(YOUR INSTRUCTIONS):
Using the material below, work out how many lines contain "like". Only the number is wanted.

Start of AVAILABLE DATA

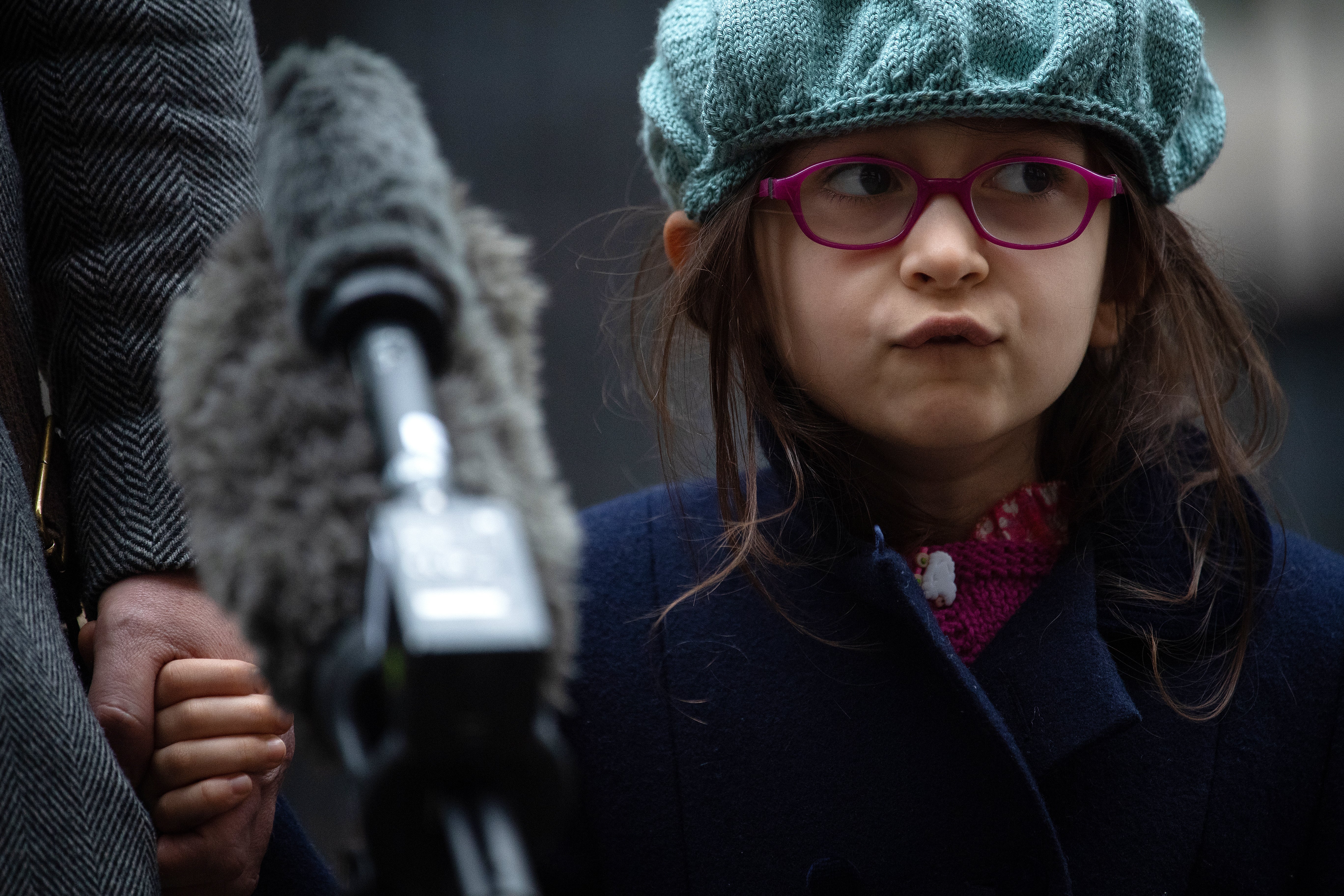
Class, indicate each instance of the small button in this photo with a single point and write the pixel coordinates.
(834, 878)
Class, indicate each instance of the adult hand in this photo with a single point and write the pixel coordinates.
(143, 624)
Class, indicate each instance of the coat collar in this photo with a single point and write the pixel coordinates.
(1048, 679)
(1050, 673)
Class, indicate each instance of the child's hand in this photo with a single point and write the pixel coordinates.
(218, 737)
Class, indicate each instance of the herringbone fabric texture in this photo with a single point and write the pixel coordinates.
(734, 78)
(132, 123)
(126, 148)
(70, 823)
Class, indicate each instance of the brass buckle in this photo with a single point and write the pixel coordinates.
(53, 543)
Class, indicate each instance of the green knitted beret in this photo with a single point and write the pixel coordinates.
(733, 78)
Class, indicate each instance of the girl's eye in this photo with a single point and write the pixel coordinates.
(862, 181)
(1026, 178)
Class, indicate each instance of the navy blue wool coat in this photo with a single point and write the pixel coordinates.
(728, 753)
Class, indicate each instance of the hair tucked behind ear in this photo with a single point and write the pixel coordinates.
(1186, 350)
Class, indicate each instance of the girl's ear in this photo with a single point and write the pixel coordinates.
(679, 236)
(1105, 327)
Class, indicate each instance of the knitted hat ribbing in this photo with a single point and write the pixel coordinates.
(733, 78)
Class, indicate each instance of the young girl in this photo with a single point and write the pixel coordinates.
(982, 598)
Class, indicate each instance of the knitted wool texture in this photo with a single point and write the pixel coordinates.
(1014, 547)
(734, 78)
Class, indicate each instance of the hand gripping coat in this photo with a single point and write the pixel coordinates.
(126, 147)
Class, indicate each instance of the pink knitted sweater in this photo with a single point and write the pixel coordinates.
(1011, 551)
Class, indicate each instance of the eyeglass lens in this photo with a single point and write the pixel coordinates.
(1026, 203)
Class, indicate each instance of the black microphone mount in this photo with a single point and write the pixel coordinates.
(432, 698)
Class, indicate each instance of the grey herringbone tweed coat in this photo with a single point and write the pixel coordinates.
(126, 147)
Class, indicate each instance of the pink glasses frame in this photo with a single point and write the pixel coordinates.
(788, 189)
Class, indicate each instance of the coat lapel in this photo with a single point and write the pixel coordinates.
(871, 574)
(1049, 672)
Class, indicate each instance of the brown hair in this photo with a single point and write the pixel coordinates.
(1186, 350)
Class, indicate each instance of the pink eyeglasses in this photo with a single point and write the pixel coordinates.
(861, 202)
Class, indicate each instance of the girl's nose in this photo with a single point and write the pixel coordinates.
(943, 249)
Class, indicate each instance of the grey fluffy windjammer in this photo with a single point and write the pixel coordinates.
(279, 465)
(351, 177)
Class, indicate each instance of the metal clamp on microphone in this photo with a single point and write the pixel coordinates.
(432, 696)
(432, 699)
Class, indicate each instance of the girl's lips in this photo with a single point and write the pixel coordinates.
(948, 328)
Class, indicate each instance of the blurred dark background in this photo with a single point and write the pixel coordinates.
(535, 107)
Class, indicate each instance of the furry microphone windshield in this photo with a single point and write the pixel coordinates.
(271, 443)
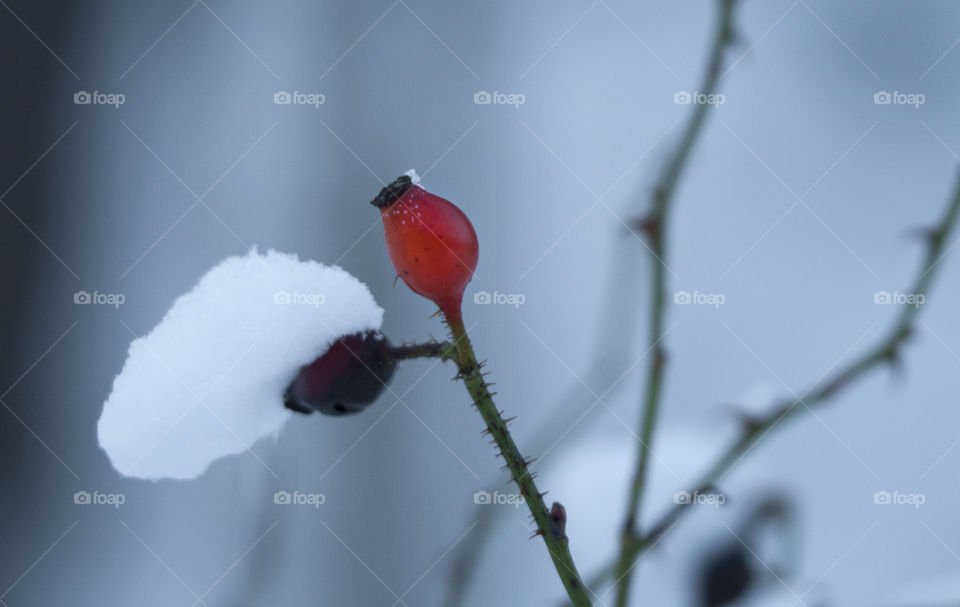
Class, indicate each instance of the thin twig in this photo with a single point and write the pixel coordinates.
(654, 225)
(548, 526)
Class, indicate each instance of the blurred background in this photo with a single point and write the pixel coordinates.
(144, 142)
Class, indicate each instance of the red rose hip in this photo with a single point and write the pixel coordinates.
(431, 243)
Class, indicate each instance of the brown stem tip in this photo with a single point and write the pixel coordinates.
(392, 192)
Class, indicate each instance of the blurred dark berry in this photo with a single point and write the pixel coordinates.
(347, 378)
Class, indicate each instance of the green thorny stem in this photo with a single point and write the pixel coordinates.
(550, 528)
(654, 226)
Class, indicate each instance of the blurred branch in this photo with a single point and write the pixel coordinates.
(551, 525)
(886, 351)
(654, 226)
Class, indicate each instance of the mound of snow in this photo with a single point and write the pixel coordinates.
(208, 381)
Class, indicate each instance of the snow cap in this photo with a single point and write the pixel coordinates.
(208, 381)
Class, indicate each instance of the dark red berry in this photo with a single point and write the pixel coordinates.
(347, 378)
(431, 243)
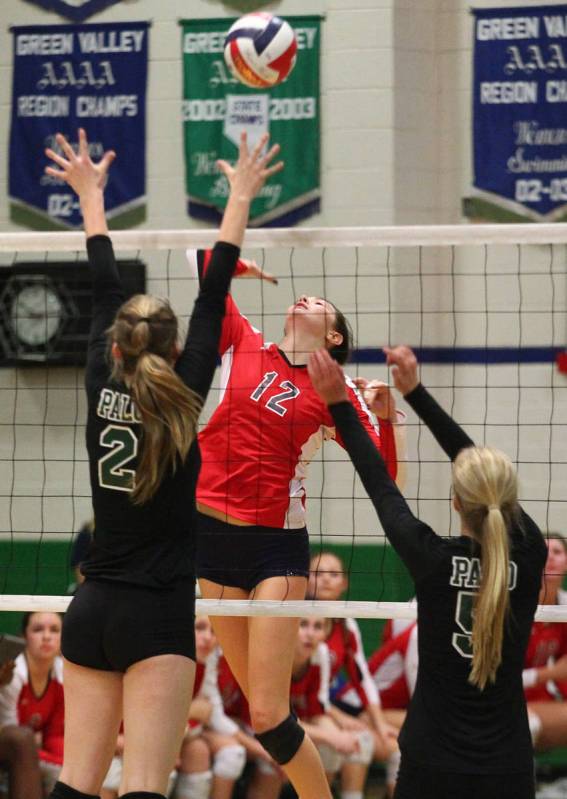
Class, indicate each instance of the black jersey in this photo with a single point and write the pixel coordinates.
(451, 725)
(150, 544)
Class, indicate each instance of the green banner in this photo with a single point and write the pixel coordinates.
(216, 108)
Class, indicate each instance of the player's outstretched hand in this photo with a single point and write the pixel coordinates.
(378, 397)
(327, 377)
(252, 169)
(76, 168)
(403, 362)
(253, 270)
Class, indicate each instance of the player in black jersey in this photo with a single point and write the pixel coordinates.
(466, 734)
(128, 636)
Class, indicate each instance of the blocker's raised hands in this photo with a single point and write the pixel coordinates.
(327, 377)
(77, 168)
(403, 363)
(253, 270)
(252, 169)
(378, 397)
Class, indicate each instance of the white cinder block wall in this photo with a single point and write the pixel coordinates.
(395, 150)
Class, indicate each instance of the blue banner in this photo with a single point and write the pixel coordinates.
(520, 113)
(71, 76)
(75, 10)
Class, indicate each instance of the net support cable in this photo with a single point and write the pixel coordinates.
(269, 607)
(399, 236)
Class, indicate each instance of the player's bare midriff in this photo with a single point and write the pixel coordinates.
(221, 516)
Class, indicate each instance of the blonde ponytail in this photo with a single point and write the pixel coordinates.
(485, 484)
(145, 331)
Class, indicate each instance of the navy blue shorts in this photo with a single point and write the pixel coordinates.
(112, 625)
(418, 782)
(242, 557)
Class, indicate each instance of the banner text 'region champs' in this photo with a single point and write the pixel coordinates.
(216, 108)
(72, 76)
(520, 114)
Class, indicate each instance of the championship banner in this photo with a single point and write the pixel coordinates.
(75, 10)
(217, 108)
(520, 114)
(72, 76)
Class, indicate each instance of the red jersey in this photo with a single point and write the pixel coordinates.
(309, 696)
(267, 427)
(548, 642)
(345, 647)
(394, 670)
(44, 714)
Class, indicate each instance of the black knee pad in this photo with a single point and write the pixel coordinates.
(62, 791)
(283, 741)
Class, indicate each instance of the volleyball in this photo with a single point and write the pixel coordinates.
(260, 50)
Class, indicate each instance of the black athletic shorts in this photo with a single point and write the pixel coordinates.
(112, 625)
(418, 782)
(242, 557)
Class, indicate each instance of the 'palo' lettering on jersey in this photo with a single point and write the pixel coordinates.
(467, 573)
(117, 407)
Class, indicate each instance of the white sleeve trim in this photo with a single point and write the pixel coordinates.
(367, 682)
(9, 694)
(322, 658)
(191, 256)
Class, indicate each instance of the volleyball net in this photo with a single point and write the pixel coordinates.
(484, 307)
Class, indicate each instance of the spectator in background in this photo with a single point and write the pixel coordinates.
(18, 751)
(545, 673)
(34, 696)
(212, 758)
(310, 702)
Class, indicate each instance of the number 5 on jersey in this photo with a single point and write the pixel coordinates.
(112, 467)
(463, 616)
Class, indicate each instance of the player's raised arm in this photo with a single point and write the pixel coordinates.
(197, 362)
(449, 435)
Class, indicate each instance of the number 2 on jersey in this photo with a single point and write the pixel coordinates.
(463, 616)
(112, 471)
(274, 403)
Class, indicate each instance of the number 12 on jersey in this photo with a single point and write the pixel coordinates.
(112, 467)
(274, 404)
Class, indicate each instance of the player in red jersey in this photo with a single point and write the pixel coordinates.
(394, 671)
(34, 697)
(267, 778)
(545, 675)
(310, 702)
(211, 758)
(252, 541)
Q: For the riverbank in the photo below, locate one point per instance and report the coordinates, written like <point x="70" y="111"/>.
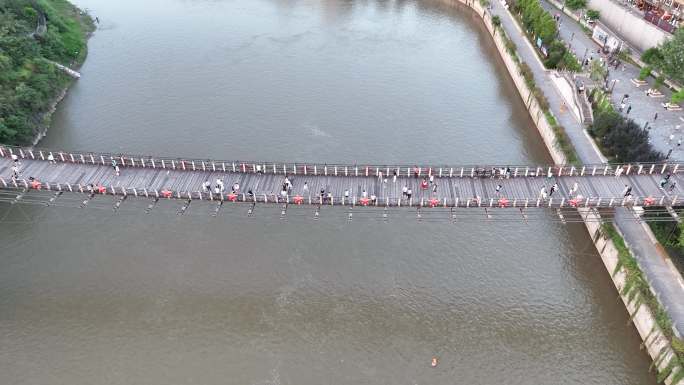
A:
<point x="658" y="342"/>
<point x="43" y="32"/>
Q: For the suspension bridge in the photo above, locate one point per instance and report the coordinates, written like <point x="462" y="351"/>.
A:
<point x="49" y="176"/>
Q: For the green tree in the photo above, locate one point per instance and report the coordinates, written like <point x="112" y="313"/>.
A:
<point x="546" y="28"/>
<point x="652" y="56"/>
<point x="575" y="4"/>
<point x="672" y="63"/>
<point x="593" y="14"/>
<point x="597" y="71"/>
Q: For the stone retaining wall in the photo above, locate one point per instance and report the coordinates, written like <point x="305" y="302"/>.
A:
<point x="655" y="342"/>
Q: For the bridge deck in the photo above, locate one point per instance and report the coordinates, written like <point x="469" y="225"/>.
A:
<point x="457" y="190"/>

End of AVAILABLE DATA

(EXERCISE RESPONSE):
5